> _Excerpt provided_:
--- start ---
# Gold is stuck it will not drop



## tom341 (May 18, 2007)

I worked all day trying to drop the gold out of my aqua rega mix of sodium nitrate and Hcl. I dissolved mil-spec gold plated pins in aqua rega and no matter what I do with Urea, the MSB will not drop the gold. Stannous chloride shows gold present but it’s still in there. The Aqua rega is very dark and the pins are completely desolated in the mix. The PH level is reading 2.56 I understand that a Ph of 1.0 is the threshold, and ready for the MSB, but I kept adding urea and got up to the 2.56 before I just gave up. I checked it this morning and the pot is about half full or half empty of urea hehehe. I checked the pins wile they were in process and they appeared to have cleaned all the gold off the pins I guess maybe I should have pulled the pins at that point OUT, but instead I left them in the Aqua Rega over night and the pins totally dissolved. Is there too much copper and the gold will not drop? I thought copper would not dissolve into Aqua Rega. I don’t think there is any silver in there because these pins were mil-spec non soldered unused new pins, and appeared to be a base metal of copper. I called the people at Shor and the guy said to drop all the metal out of the aqua rega with aluminum foil and rerun the dropped metal in a fresh batch of aqua rega mix, but won’t the same thing happen? He also sad jested using a plastic spaghetti strainer or mosquito netting to place the pins in the Aqua rega, and as soon as the gold is gone off the pins pull the spaghetti strainer or mosquito netting out with the left over base metal pins before they dissolve into the aqua rega solution. Well guys will I end up with gold being able to drop if I rerun what the left over stuff in the bottom of the Aqua Rega aluminum foil produced sludge or not? ..THX..<*\\\><..TOM  :?: :?:


----------



## lazersteve (May 19, 2007)

tom341 said:


> I thought copper would not dissolve into Aqua Rega



Tom,

AR will dissolve copper. If you used an excess of AR as compared to the amount of dissolved metals you may not have all the nitric acid gone or it is also possible that you may need to dilute the solution with water to get the gold to drop.
--- end ---
> _Material_:
--- start ---
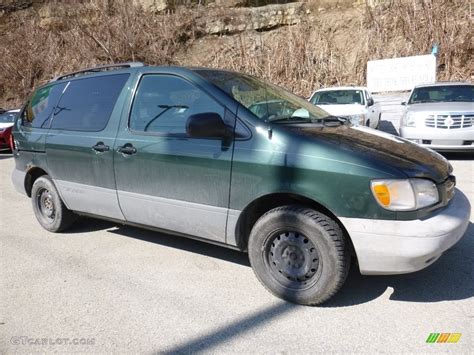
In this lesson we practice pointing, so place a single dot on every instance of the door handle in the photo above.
(100, 147)
(127, 149)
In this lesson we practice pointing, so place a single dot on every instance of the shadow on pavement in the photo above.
(388, 127)
(206, 342)
(449, 278)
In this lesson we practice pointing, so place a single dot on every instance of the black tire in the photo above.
(280, 252)
(48, 207)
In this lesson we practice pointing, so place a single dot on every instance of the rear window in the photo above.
(87, 104)
(39, 108)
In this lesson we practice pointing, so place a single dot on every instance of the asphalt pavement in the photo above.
(103, 287)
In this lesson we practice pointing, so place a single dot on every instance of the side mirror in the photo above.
(206, 125)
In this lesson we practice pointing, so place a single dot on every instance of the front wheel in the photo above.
(299, 254)
(48, 207)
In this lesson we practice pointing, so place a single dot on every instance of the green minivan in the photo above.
(179, 150)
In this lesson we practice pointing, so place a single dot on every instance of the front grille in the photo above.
(450, 121)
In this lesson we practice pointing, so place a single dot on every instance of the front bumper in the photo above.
(461, 139)
(398, 247)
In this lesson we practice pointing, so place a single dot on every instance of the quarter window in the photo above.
(87, 104)
(39, 108)
(163, 104)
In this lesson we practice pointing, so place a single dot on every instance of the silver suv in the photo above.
(440, 116)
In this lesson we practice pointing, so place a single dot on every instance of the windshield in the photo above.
(446, 93)
(266, 101)
(8, 117)
(338, 97)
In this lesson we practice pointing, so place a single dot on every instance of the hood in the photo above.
(381, 148)
(4, 125)
(343, 110)
(433, 107)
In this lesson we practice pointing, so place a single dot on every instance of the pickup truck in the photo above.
(353, 102)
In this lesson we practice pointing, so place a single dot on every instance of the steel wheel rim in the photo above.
(293, 259)
(45, 205)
--- end ---
> _Exercise description_: Extend the forum thread above about gold that will not drop from aqua regia, continuing after the last sentence of lazersteve's reply.

> _Answer to this problem_:
If it were my gold, I would start by testing small samples with a variety of tests to determine what solves the problem most effectively.

For example:

Pour out four small pint sized jars 1/4 full of the reaction solution. 

Number the jars 1-4.

A) In the first test jar add enough water to double the volume. 
- Now try to drop the gold in this jar using SMB. 
- Be sure to let the solution settle overnight to get an accurate test.

B) In the second jar add an equal volume of Urea saturated water. 
- If get fizzing then you still have nitric in the solution.
- Add Urea until the no fizzing occurs when urea is added.
- Try dropping the gold with SMB and settling.

C) Heat jar 3 until the liquid is reduced to a syrup. 
- If you see brown fumes then add HCl and continue heating until no more brown fumes are emitted.
- When you have no brown fumes dilute with water to twice original volume and attempt to drop with SMB.

D) To jar 4 add Aluminum foil to drop a sample of the metal powders.
- Redissolve the dropped metals powder in AR 
- Neutralize the nitric using Urea
- Drop the gold using SMB

The results of these mini test batches will give you the answer you seek.

Good Luck,

Steve


----------



## tom341 (May 19, 2007)

Thank you Steve,
I already used the foil on the whole batch, but I did filter all the solids out, BOY WHAT A MESS this stuff was practically totally black. I heated and dried out the filters and I will run through nitric acid (½ pound sodium nitrate, and 32 ounces sulfuric acid) and take out all the copper leaving the gold hopefully. Than run the gold through Aqua Rega (½ pound of sodium nitrate, and 32 ounces HCL). I’m hoping this will work. Pins are somewhat moor different than CPUs and Fingers. I had no trouble getting 40+ Grams from them. ..THX...<*\\\><...TOM


----------



## Kreis412 (Wednesday at 10:39 PM)

lazersteve said:


> Tom,
> 
> AR will dissolve copper. If you used an excess of AR as compared to the amount of dissolved metals you may not have all the nitric acid gone or it is also possible that you may need to dilute the solution with water to get the gold to drop.
> 
> ...


If the answer is jar 1, what is the reason the smb has no effect? Is the copper "taking" the place of the gold? Thank you for your suggestions.


----------



## orvi (Wednesday at 11:22 PM)

Kreis412 said:


> If the answer is jar 1, what is the reason the smb has no effect? Is the copper "taking" the place of the gold? Thank you for your suggestions.


This is very complex thing, I will some time give it a go and write thread about AR chemistry of base metals and PMs, in connection with oxidation and reduction what is going on inside.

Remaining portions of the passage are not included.